» **Dataset items**
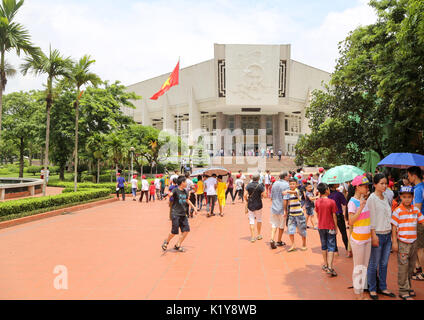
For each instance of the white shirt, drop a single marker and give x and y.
(190, 185)
(210, 186)
(144, 185)
(157, 183)
(389, 195)
(172, 177)
(239, 184)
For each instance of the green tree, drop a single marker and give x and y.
(376, 91)
(13, 37)
(81, 76)
(55, 66)
(20, 122)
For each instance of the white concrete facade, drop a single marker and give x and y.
(243, 87)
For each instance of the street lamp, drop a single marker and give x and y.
(132, 153)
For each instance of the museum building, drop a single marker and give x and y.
(243, 87)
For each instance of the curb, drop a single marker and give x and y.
(48, 214)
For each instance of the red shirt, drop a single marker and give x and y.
(152, 189)
(325, 208)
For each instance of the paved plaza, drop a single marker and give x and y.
(114, 251)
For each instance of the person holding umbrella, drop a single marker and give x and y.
(360, 240)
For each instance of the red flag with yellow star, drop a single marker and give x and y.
(171, 81)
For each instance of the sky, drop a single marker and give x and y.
(135, 40)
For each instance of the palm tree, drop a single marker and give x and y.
(13, 36)
(55, 66)
(80, 76)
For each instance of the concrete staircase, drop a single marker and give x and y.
(253, 164)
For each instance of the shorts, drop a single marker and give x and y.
(420, 236)
(310, 211)
(278, 221)
(254, 214)
(179, 222)
(298, 222)
(328, 240)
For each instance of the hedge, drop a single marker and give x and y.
(32, 204)
(69, 186)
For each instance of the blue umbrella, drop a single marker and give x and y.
(198, 172)
(402, 160)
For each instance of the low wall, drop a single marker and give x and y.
(19, 187)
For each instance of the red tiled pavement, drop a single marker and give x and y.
(113, 252)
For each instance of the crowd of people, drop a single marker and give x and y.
(373, 214)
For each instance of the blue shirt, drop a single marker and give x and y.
(120, 181)
(277, 196)
(419, 195)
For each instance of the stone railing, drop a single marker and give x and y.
(16, 187)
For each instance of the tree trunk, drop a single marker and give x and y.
(21, 158)
(98, 170)
(62, 172)
(76, 144)
(46, 152)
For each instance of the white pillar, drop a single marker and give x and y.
(168, 116)
(194, 117)
(145, 118)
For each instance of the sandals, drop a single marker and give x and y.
(164, 245)
(180, 249)
(419, 276)
(392, 295)
(332, 272)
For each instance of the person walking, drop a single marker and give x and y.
(179, 209)
(211, 185)
(230, 187)
(381, 233)
(144, 189)
(267, 182)
(239, 188)
(199, 192)
(360, 239)
(278, 206)
(341, 203)
(253, 197)
(120, 185)
(404, 236)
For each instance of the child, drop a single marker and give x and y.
(309, 204)
(404, 236)
(152, 191)
(171, 187)
(157, 187)
(179, 210)
(296, 219)
(326, 210)
(134, 186)
(220, 191)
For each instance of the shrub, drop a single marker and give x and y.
(31, 204)
(34, 170)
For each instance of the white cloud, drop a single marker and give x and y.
(145, 39)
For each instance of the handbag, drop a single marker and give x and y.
(246, 210)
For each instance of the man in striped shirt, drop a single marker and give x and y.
(296, 219)
(404, 236)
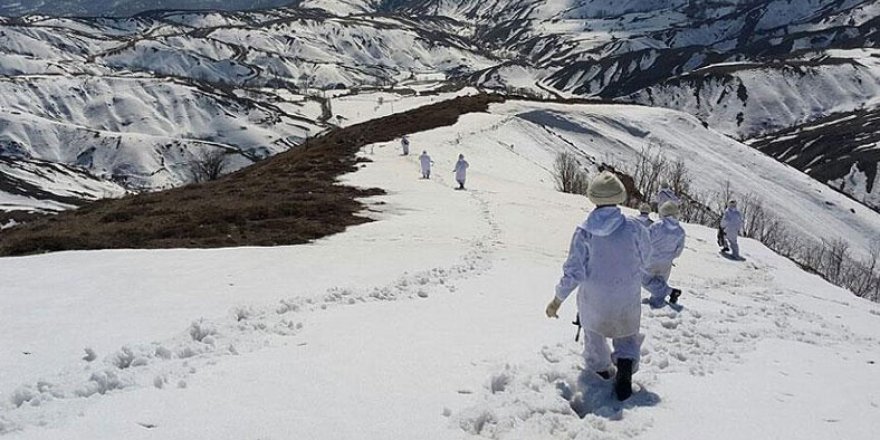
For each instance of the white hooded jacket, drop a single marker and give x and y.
(461, 170)
(607, 256)
(731, 222)
(667, 241)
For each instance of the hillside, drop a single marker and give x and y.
(290, 198)
(748, 68)
(427, 324)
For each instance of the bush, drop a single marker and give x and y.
(568, 174)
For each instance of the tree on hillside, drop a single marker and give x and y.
(208, 166)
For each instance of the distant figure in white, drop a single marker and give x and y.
(461, 171)
(731, 224)
(606, 259)
(667, 244)
(404, 144)
(645, 215)
(665, 194)
(426, 162)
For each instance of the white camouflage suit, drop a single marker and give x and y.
(667, 244)
(607, 256)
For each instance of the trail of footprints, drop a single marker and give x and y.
(169, 363)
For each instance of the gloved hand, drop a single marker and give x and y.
(553, 307)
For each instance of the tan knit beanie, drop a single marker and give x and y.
(669, 209)
(606, 189)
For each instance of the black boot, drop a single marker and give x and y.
(623, 380)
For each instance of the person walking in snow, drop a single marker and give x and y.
(665, 194)
(608, 253)
(426, 162)
(645, 215)
(461, 171)
(731, 224)
(404, 144)
(667, 244)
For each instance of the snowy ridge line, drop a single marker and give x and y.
(245, 329)
(554, 395)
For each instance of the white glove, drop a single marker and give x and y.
(553, 307)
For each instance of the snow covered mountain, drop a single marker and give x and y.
(126, 8)
(748, 68)
(429, 323)
(136, 101)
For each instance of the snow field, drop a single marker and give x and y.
(426, 324)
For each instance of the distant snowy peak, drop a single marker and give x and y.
(127, 8)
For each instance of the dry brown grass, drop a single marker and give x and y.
(291, 198)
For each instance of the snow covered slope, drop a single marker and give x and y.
(427, 324)
(136, 100)
(123, 8)
(33, 185)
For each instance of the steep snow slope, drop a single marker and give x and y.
(135, 100)
(616, 135)
(747, 100)
(33, 185)
(143, 132)
(426, 324)
(841, 149)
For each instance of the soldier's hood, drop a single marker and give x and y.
(603, 221)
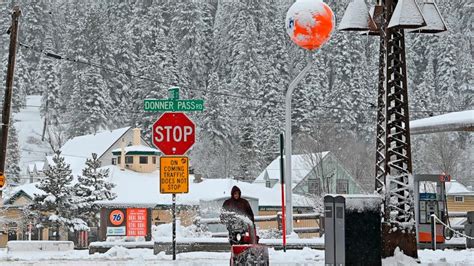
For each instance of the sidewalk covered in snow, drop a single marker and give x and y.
(457, 121)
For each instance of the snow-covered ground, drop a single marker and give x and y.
(123, 256)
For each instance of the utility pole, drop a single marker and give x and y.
(8, 94)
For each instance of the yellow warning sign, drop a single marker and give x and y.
(174, 174)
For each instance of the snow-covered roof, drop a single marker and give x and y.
(142, 189)
(39, 166)
(301, 166)
(98, 143)
(29, 189)
(455, 121)
(356, 16)
(137, 148)
(456, 188)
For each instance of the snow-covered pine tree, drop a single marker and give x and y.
(90, 104)
(56, 206)
(188, 30)
(22, 81)
(92, 186)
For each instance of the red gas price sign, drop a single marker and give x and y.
(116, 217)
(136, 222)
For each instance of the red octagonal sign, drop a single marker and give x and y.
(173, 133)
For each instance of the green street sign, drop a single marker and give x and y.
(173, 104)
(154, 105)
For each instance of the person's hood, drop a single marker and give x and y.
(234, 189)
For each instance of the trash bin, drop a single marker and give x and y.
(353, 230)
(469, 229)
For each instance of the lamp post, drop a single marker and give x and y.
(288, 149)
(389, 19)
(309, 23)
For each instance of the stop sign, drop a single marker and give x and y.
(173, 133)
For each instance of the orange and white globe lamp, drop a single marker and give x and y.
(309, 23)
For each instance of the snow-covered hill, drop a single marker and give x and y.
(29, 124)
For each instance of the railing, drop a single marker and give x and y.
(272, 218)
(458, 215)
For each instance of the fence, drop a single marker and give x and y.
(274, 218)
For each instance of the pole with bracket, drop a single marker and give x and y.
(173, 211)
(8, 94)
(282, 182)
(291, 88)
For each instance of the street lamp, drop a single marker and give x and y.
(309, 23)
(393, 168)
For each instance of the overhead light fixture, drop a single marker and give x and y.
(407, 15)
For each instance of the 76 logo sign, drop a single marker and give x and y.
(116, 217)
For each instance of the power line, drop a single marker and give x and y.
(240, 96)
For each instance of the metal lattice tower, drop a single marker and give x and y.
(393, 167)
(393, 150)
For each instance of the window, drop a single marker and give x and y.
(143, 159)
(314, 186)
(342, 186)
(458, 198)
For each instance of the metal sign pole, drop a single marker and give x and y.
(174, 225)
(282, 182)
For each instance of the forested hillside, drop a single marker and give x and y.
(237, 57)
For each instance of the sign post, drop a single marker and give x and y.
(173, 134)
(174, 178)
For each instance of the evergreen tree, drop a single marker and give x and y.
(91, 188)
(56, 206)
(90, 104)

» **Exercise goal**
Reproduce exactly the line containing "For each instance of the window, drop" and every line after it through the end of the records above, and nothing else.

» **Answer to the task**
For each instance of the window, drop a single marker and give x and y.
(143, 159)
(314, 186)
(342, 186)
(458, 198)
For each instance of the metal sign pole, drop a single marker and give x and y.
(174, 225)
(282, 182)
For each instance of the forested hillside, drop a single marker and give x and y.
(237, 57)
For each instance of the sign post, drop a single marker and give x and y.
(173, 134)
(174, 178)
For each instance of the evergreen tree, drop a single marker and give x and y.
(91, 188)
(56, 206)
(90, 104)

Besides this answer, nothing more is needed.